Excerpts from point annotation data
┄┄┄┄┄┄
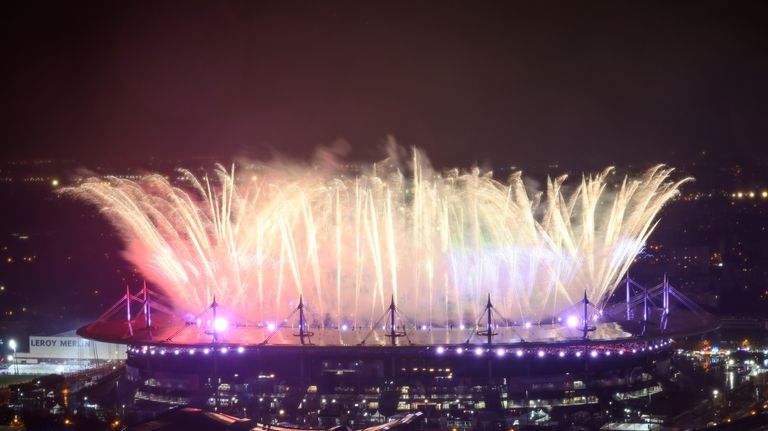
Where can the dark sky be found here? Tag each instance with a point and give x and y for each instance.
(580, 81)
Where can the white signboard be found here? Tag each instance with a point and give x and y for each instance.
(73, 348)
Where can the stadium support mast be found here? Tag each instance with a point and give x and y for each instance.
(128, 310)
(586, 328)
(303, 332)
(147, 310)
(629, 307)
(213, 307)
(393, 333)
(488, 333)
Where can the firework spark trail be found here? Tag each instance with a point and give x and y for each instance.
(440, 243)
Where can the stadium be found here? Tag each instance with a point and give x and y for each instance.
(317, 299)
(312, 376)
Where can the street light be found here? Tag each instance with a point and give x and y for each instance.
(12, 345)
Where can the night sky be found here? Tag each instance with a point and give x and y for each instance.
(585, 82)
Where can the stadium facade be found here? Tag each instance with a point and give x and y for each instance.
(494, 372)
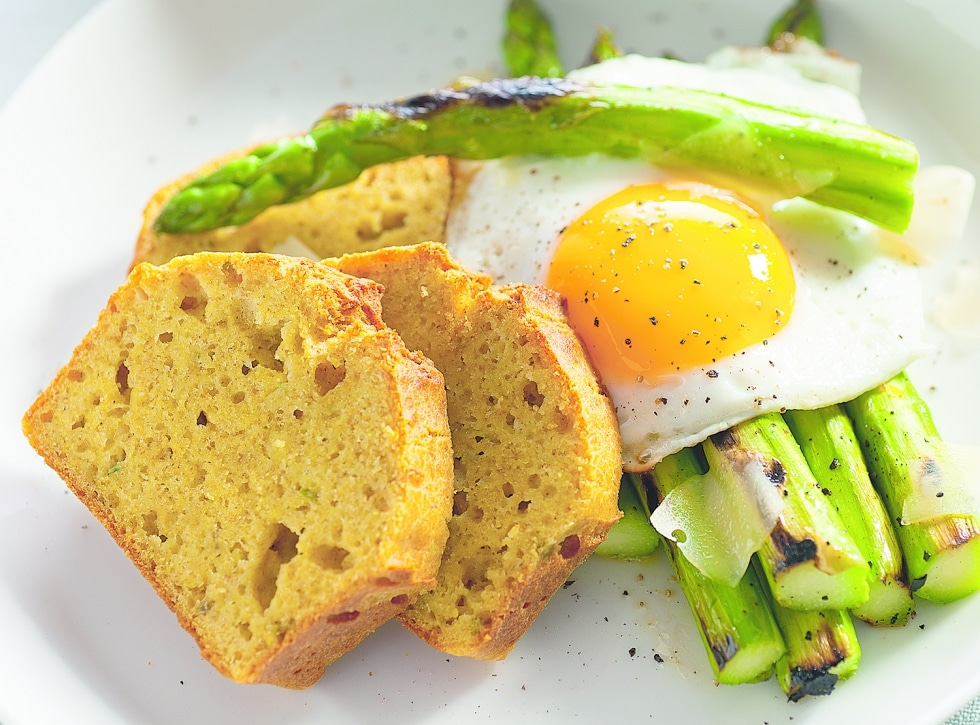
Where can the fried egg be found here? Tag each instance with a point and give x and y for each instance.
(701, 302)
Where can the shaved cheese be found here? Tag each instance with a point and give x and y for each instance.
(957, 311)
(719, 522)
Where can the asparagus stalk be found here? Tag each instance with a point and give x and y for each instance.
(822, 649)
(529, 46)
(810, 560)
(901, 445)
(839, 164)
(800, 20)
(827, 440)
(735, 623)
(632, 537)
(604, 47)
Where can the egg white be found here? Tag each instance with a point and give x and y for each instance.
(857, 319)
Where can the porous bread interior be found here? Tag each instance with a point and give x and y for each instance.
(535, 443)
(265, 450)
(389, 204)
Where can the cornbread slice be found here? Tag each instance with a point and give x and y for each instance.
(535, 441)
(270, 455)
(391, 204)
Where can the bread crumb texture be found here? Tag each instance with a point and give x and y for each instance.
(389, 204)
(267, 452)
(535, 440)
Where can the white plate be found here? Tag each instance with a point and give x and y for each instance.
(141, 92)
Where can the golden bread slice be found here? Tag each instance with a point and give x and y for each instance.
(391, 204)
(269, 454)
(535, 441)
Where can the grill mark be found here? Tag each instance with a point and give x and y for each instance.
(530, 92)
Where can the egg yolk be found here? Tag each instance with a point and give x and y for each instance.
(660, 278)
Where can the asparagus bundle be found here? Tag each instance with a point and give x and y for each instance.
(735, 622)
(822, 648)
(909, 464)
(810, 560)
(843, 165)
(827, 439)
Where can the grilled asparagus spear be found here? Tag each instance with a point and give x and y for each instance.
(529, 46)
(908, 463)
(822, 649)
(800, 20)
(735, 622)
(830, 447)
(810, 559)
(849, 166)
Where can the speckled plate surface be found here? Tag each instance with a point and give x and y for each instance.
(139, 93)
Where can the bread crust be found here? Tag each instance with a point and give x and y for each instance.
(409, 531)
┄┄┄┄┄┄
◆ PROBLEM REQUIREMENTS: Copy the records above exactly, omitting every picture.

◆ EXERCISE OUTPUT:
Where can the dark sky be found here? Tag each instance with a point and give x and y for each instance.
(580, 81)
Where can the white signboard be found here? Tag each instance with a point and give x and y for each instance.
(73, 348)
Where can the stadium support mast be found here? Tag each instance with a point and give x and y for each instance.
(128, 310)
(586, 328)
(303, 332)
(147, 310)
(629, 307)
(213, 307)
(393, 333)
(488, 333)
Where can the firework spark trail be found here? Tag each instance with a point and give x and y for each instance.
(440, 243)
Where can the stadium be found here? Tag each instance with a point and give x and y for each instance.
(317, 299)
(312, 376)
Where can the street light be found here? Tag each instance with a point and give x and y for each instance.
(12, 345)
Where can the night sky be found here? Tag each instance with a point and give x and y for each instance.
(585, 82)
Where can the stadium facade be found here? Tag each instance with a point and give x and y for each instance.
(494, 372)
Where can the fried egg be found here? Tag each instance with a point and give x and y for each instance.
(701, 302)
Where can the shaved cheese be found here? Tag each instance with a point and give x and y for each instance.
(957, 311)
(719, 522)
Where can the asparagus stalk be found here? Tag each instance with a point and give x and y for each instance.
(822, 649)
(529, 46)
(810, 560)
(901, 445)
(839, 164)
(800, 20)
(827, 440)
(735, 623)
(632, 537)
(604, 47)
Where can the egg white be found here? Tag each instance with a point and give x and y for each instance.
(857, 319)
Where can the porous bread interior be found here? Tag each instance with a point and give x and y for each instance.
(535, 443)
(265, 450)
(389, 204)
Where can the cornbread slice be found here? Tag each instance with a point and give x and y for each instance.
(535, 441)
(270, 455)
(391, 204)
Where can the bread crumb texture be found here? Tag each instance with a point and give x and y for each instance.
(389, 204)
(267, 452)
(535, 440)
Where can the white plate be found here? Tag each instance with a point and give x and y for each instance.
(141, 92)
Where can the golden bread slice be found here? Tag each instance with a point and give x and y for each instance.
(391, 204)
(269, 454)
(535, 441)
Where can the grill mark be found here? Tag each instance with a point and give x and y for each instance.
(530, 92)
Where can the egg yolk be found here? Tag each instance with a point and give x and y for each instance.
(660, 278)
Where can the asparagus bundle be found here? Tag each instance with a point and give x and y for each instance.
(735, 622)
(822, 648)
(909, 464)
(810, 560)
(843, 165)
(827, 439)
Where can the grilled asparagus spear be found here? Tag each instance with a point and give x and y for each instance.
(529, 46)
(908, 463)
(822, 649)
(800, 20)
(735, 622)
(830, 447)
(810, 559)
(849, 166)
Where can the speckled plate surface be found here? Tag each instance with a point and give x and y for each instance.
(139, 93)
Where can the bread crust be found here? Tag each instance with a point and give x and y for each instance.
(409, 531)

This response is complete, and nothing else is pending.